━━━━━ Fragmento del texto
Hon. Craig Emerson, Trade Minister

Department of Foreign Affairs and Trade of Australia

H.R.H. Prince Mohamed Bolkiah, Minister

Ministry of Foreign Affairs and Trade of Brunei Darussalam

Hon. Alfredo Moreno Charme, Minister

Ministry of Foreign Affairs of Chile

Yb. Dato’ Sri Mustapa Bin Mohamed, Minister

Ministry of International Trade and Industry, Malaysia

Hon. Tim Groser, Trade Minister

Ministry of Foreign Affairs and Trade of New Zealand

Hon. Eduardo Ferreyros, Minister

Ministry of Foreign Trade and Tourism of Peru

Hon. Lim Hng Kiang, Minister

Ministry of Trade and Industry of Singapore

Amb. Ronald Kirk, Trade Representative

Office of the United States Trade Representative

Hon. Vu Huy Hoang, Minister

Ministry of Industry and Trade, Vietnam

Re: Promoting financial stability in the Trans-Pacific Partnership Agreement

 

Estimados ministros de comercio,

 

Nosotros, los economistas abajo firmantes, le escribimos acerca de las disposiciones sobre transferencias de capital en el Acuerdo de Asociación Transpacífico (TPP). Nos preocupa que si se utilizan los últimos tratados de EE. UU. como modelo para el TPP, el acuerdo limitará indebidamente la autoridad de las partes participantes para prevenir y mitigar las crisis financieras.
━━━━━━━━━━
■ Enunciado escrito 1
Cita de forma literal el pasaje de la carta sobre el Acuerdo Transpacífico que va de "Nosotros, los economistas" a "las crisis financieras.".
━━━━━ Datos proporcionados
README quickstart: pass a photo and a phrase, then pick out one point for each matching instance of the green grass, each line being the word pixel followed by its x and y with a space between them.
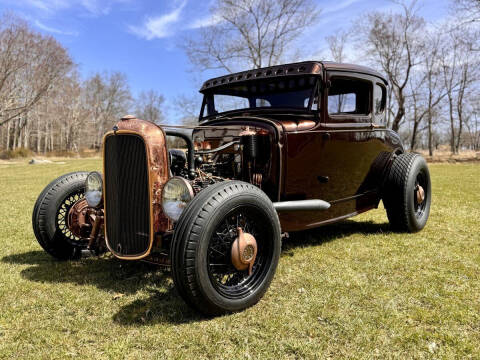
pixel 351 290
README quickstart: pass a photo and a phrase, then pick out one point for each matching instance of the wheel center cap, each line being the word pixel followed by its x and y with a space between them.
pixel 244 251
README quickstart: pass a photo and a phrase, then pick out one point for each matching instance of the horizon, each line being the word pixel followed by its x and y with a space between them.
pixel 141 39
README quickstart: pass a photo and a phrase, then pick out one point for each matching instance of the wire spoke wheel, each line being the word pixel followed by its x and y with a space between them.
pixel 421 187
pixel 229 281
pixel 62 216
pixel 226 248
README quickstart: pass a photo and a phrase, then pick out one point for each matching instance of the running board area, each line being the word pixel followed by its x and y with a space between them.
pixel 301 205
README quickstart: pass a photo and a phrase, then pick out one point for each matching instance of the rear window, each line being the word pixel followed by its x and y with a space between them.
pixel 349 96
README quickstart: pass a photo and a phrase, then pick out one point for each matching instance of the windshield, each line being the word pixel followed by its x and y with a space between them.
pixel 294 92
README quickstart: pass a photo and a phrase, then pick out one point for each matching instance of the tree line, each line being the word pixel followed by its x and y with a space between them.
pixel 432 69
pixel 45 105
pixel 433 72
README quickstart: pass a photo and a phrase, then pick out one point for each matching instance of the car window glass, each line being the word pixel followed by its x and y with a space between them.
━━━━━━━━━━
■ Enunciado escrito 2
Muestra cada línea de las filas que contenga la palabra "window", teniendo en cuenta las mayúsculas y minúsculas.

■ Respuesta final 1
Nosotros, los economistas abajo firmantes, le escribimos acerca de las disposiciones sobre transferencias de capital en el Acuerdo de Asociación Transpacífico (TPP). Nos preocupa que si se utilizan los últimos tratados de EE. UU. como modelo para el TPP, el acuerdo limitará indebidamente la autoridad de las partes participantes para prevenir y mitigar las crisis financieras.

■ Respuesta final 2
README quickstart: pass a photo and a phrase, then pick out one point for each matching instance of the rear window, each line being the word pixel followed by its x and y with a space between them.
README quickstart: pass a photo and a phrase, then pick out one point for each matching instance of the car window glass, each line being the word pixel followed by its x and y with a space between them.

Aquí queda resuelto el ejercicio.